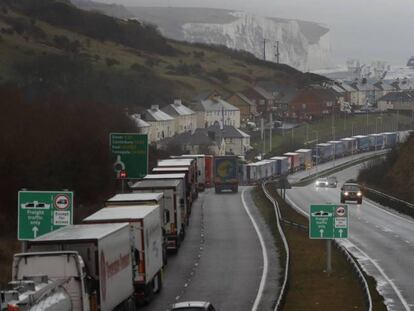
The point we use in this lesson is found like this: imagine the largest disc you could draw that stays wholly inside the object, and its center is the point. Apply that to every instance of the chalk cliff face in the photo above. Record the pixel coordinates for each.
(248, 32)
(303, 45)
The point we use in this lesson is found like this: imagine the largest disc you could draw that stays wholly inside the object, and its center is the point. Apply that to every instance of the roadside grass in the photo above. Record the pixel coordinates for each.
(310, 288)
(307, 135)
(8, 247)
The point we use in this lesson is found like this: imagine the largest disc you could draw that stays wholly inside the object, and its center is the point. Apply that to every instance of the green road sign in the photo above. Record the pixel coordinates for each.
(130, 153)
(329, 221)
(40, 212)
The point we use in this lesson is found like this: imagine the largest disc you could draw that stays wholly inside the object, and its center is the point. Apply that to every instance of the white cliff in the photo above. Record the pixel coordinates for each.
(248, 32)
(303, 45)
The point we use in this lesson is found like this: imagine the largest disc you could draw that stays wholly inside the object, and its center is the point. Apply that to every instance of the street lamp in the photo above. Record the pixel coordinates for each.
(317, 151)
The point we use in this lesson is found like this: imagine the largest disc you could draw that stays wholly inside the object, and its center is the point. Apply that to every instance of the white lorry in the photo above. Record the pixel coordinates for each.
(144, 199)
(174, 200)
(79, 268)
(146, 237)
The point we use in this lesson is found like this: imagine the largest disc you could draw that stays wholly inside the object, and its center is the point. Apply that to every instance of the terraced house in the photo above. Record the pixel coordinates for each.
(162, 125)
(185, 119)
(216, 111)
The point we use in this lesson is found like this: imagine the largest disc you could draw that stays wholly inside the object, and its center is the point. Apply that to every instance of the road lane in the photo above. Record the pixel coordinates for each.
(387, 238)
(221, 258)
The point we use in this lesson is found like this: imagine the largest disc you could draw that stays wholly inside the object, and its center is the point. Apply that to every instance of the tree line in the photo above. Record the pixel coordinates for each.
(56, 143)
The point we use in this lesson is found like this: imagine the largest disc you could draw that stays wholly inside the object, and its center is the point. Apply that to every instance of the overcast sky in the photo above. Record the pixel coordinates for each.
(364, 29)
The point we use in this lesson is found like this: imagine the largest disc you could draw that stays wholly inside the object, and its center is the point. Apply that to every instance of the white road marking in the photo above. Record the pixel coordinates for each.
(394, 287)
(264, 254)
(389, 213)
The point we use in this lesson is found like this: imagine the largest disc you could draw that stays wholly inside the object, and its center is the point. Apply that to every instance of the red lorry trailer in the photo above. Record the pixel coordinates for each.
(191, 164)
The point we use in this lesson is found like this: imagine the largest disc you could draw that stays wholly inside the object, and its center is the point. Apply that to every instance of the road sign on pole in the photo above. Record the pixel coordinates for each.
(40, 212)
(130, 151)
(328, 221)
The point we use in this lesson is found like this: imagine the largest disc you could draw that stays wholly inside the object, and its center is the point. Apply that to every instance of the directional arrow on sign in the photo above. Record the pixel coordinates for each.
(35, 229)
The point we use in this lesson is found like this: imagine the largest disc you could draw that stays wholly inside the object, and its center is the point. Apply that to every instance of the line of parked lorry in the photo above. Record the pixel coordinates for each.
(115, 259)
(301, 159)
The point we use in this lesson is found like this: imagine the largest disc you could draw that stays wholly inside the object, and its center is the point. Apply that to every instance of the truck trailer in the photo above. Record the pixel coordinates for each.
(226, 173)
(146, 238)
(144, 199)
(92, 265)
(282, 165)
(174, 202)
(305, 158)
(294, 161)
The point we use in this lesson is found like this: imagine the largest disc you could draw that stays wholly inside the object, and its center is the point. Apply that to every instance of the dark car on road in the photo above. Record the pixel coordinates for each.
(332, 182)
(351, 192)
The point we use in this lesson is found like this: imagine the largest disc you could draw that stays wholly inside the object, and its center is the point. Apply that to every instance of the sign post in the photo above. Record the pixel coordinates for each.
(327, 222)
(130, 151)
(40, 212)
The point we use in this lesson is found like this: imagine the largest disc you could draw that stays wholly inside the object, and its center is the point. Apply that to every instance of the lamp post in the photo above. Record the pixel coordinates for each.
(317, 151)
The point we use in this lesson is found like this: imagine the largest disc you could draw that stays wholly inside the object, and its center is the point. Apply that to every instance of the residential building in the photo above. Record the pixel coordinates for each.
(265, 101)
(198, 142)
(162, 125)
(213, 140)
(185, 119)
(247, 108)
(236, 141)
(142, 126)
(283, 94)
(402, 100)
(313, 103)
(216, 111)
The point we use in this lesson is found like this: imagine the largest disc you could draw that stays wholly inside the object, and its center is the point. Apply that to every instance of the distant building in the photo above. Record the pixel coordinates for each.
(313, 103)
(143, 126)
(247, 108)
(213, 140)
(162, 124)
(402, 100)
(185, 119)
(215, 111)
(265, 101)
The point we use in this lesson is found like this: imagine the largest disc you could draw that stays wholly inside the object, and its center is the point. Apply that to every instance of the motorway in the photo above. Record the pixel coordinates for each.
(221, 259)
(382, 240)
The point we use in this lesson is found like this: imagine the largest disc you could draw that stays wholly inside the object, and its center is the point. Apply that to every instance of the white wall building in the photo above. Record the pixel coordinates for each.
(143, 127)
(216, 111)
(185, 119)
(162, 124)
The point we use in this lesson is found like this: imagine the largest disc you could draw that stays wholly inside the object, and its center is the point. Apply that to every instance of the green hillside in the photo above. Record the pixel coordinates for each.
(394, 174)
(49, 46)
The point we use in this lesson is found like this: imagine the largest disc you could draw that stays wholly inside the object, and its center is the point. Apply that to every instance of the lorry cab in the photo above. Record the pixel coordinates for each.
(55, 280)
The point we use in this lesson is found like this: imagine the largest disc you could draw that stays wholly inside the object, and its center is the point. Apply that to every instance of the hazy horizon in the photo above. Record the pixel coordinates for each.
(368, 30)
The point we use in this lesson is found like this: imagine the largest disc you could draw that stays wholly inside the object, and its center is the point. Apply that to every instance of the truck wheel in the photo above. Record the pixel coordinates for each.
(158, 282)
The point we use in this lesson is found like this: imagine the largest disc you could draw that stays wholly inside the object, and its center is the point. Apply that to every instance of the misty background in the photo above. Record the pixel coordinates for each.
(368, 30)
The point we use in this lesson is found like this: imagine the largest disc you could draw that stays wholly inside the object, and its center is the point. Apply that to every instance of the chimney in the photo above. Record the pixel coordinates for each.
(212, 135)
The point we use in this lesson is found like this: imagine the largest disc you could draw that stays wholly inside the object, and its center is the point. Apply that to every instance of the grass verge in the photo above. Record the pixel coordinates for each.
(8, 247)
(310, 288)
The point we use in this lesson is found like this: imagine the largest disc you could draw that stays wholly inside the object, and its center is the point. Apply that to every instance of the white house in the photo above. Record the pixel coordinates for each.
(216, 111)
(162, 124)
(185, 118)
(143, 127)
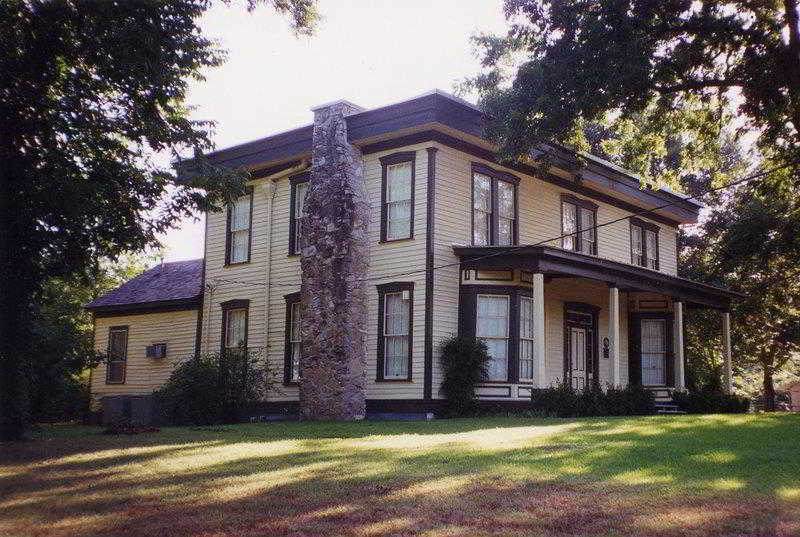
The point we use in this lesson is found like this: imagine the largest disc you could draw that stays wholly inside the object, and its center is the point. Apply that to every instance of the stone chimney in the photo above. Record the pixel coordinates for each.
(335, 260)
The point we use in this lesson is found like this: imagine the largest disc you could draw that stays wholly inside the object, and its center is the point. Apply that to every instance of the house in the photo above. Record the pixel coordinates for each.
(566, 272)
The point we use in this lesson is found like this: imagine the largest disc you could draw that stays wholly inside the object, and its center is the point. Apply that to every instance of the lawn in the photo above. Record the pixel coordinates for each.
(668, 476)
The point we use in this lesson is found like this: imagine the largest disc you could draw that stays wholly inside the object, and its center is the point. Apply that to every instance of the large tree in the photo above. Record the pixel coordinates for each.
(567, 61)
(91, 92)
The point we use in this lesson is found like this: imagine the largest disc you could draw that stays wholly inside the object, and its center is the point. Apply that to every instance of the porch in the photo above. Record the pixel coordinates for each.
(549, 314)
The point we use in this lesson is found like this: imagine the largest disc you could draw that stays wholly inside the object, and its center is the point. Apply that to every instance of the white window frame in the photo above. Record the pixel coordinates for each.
(404, 334)
(507, 337)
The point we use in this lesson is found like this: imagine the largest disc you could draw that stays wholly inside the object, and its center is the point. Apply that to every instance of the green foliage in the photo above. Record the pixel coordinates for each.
(214, 388)
(464, 365)
(564, 401)
(565, 62)
(93, 109)
(708, 401)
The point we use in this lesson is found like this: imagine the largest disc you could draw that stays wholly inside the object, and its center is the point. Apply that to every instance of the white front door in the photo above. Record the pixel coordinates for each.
(577, 357)
(654, 352)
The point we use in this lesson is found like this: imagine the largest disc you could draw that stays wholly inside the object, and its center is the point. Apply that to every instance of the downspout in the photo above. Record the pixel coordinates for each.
(269, 188)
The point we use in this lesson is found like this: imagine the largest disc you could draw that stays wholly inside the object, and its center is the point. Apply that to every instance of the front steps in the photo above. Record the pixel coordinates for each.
(664, 403)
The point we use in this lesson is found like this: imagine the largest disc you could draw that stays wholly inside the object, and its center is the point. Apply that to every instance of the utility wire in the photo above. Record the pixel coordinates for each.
(502, 250)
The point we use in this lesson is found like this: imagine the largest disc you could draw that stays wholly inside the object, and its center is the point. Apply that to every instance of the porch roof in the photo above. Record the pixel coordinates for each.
(553, 261)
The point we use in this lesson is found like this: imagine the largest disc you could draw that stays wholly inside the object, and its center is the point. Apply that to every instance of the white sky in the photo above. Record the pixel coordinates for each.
(371, 52)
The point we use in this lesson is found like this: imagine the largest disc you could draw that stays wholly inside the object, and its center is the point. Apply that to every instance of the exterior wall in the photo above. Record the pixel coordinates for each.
(177, 329)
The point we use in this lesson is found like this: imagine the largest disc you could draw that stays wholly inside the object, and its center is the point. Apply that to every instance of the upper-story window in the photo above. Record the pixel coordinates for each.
(299, 185)
(494, 207)
(239, 236)
(397, 196)
(644, 244)
(578, 224)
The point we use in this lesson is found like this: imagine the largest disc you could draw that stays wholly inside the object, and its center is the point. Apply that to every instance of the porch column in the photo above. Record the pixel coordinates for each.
(538, 331)
(613, 333)
(680, 381)
(726, 350)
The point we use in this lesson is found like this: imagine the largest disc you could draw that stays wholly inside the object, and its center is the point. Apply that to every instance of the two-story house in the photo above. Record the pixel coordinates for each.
(568, 273)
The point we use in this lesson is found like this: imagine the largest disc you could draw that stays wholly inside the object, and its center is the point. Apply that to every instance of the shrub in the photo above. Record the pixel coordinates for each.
(465, 363)
(564, 401)
(710, 401)
(214, 388)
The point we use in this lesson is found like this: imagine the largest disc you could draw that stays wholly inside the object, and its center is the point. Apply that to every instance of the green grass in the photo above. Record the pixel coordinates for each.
(687, 475)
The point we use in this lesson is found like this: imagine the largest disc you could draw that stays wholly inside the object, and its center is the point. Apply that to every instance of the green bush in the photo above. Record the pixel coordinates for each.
(564, 401)
(465, 364)
(214, 388)
(710, 401)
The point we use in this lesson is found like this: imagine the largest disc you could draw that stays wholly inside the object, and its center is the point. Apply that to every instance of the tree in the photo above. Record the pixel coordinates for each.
(580, 59)
(92, 92)
(751, 244)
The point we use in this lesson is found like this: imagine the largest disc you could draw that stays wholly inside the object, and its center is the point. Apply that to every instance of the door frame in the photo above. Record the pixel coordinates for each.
(594, 359)
(635, 350)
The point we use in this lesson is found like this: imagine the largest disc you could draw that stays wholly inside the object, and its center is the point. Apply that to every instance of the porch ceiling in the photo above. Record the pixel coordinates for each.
(558, 262)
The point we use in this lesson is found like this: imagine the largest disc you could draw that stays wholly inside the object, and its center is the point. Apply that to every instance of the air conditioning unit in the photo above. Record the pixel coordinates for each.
(157, 351)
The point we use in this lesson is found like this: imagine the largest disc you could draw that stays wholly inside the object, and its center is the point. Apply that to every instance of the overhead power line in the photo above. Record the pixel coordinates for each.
(514, 248)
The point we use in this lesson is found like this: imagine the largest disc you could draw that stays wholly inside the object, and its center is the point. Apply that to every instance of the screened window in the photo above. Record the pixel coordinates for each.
(117, 355)
(235, 329)
(578, 225)
(300, 190)
(526, 338)
(239, 230)
(493, 329)
(295, 341)
(654, 351)
(398, 201)
(644, 244)
(481, 210)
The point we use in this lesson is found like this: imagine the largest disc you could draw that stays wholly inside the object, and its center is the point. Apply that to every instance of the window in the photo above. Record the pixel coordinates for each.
(493, 329)
(397, 196)
(395, 303)
(294, 342)
(234, 325)
(494, 207)
(644, 244)
(526, 338)
(299, 186)
(117, 355)
(578, 224)
(238, 237)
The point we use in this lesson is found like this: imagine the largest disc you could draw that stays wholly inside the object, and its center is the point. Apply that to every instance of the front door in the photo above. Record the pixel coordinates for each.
(580, 331)
(578, 370)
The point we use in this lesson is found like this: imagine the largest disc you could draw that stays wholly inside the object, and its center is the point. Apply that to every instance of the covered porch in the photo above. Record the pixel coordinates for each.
(579, 317)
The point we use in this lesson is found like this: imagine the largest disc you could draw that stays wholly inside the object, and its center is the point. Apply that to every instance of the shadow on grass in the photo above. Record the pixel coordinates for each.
(654, 476)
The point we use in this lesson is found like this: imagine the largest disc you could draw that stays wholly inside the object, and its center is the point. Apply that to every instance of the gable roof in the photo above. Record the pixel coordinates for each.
(442, 117)
(170, 286)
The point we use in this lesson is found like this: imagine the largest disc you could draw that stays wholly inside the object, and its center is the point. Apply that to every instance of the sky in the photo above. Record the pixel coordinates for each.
(370, 52)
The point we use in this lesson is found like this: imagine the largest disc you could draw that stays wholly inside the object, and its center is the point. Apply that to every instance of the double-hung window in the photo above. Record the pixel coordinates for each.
(294, 341)
(578, 224)
(493, 320)
(117, 355)
(526, 338)
(234, 326)
(397, 196)
(644, 244)
(238, 235)
(494, 207)
(395, 330)
(299, 185)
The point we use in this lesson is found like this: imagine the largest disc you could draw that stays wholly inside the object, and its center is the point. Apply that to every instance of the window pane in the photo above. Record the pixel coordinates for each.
(398, 182)
(569, 224)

....

Only the lines from the one that contains "of the gable" to the end of the entries above should be given again, exactly and in full.

The point we use in this lesson is found like this: imagine the largest disc you could draw that stays wholly inside the object, and its center is the point. Apply that to every instance of the gable roof in the photo above. Record the pixel coordinates for each.
(442, 117)
(170, 286)
The point we use in this lesson is found like this: imagine the largest disc you could draw that stays wholly inside the object, and its center is the point. Apply that to every instance of the sky in the photo above. Record the pixel coordinates for each.
(370, 52)
The point we use in this lesson is found like this: imagine the largest disc you could draw that stays wholly inside the object, and its center is the point. Apply that to every instance of the double-hung window in the photo above. Record the pixel coordinates for each.
(294, 341)
(578, 224)
(493, 320)
(117, 355)
(526, 338)
(234, 326)
(397, 196)
(644, 244)
(238, 235)
(494, 207)
(395, 330)
(299, 185)
The point we use in this lesson is found like this: imagine the largest disc you could draw that stays wholly inside the object, and its center is the point. Apply that to every instance of the window pane in the photo above. Record the pixel coordinates for each.
(398, 182)
(569, 224)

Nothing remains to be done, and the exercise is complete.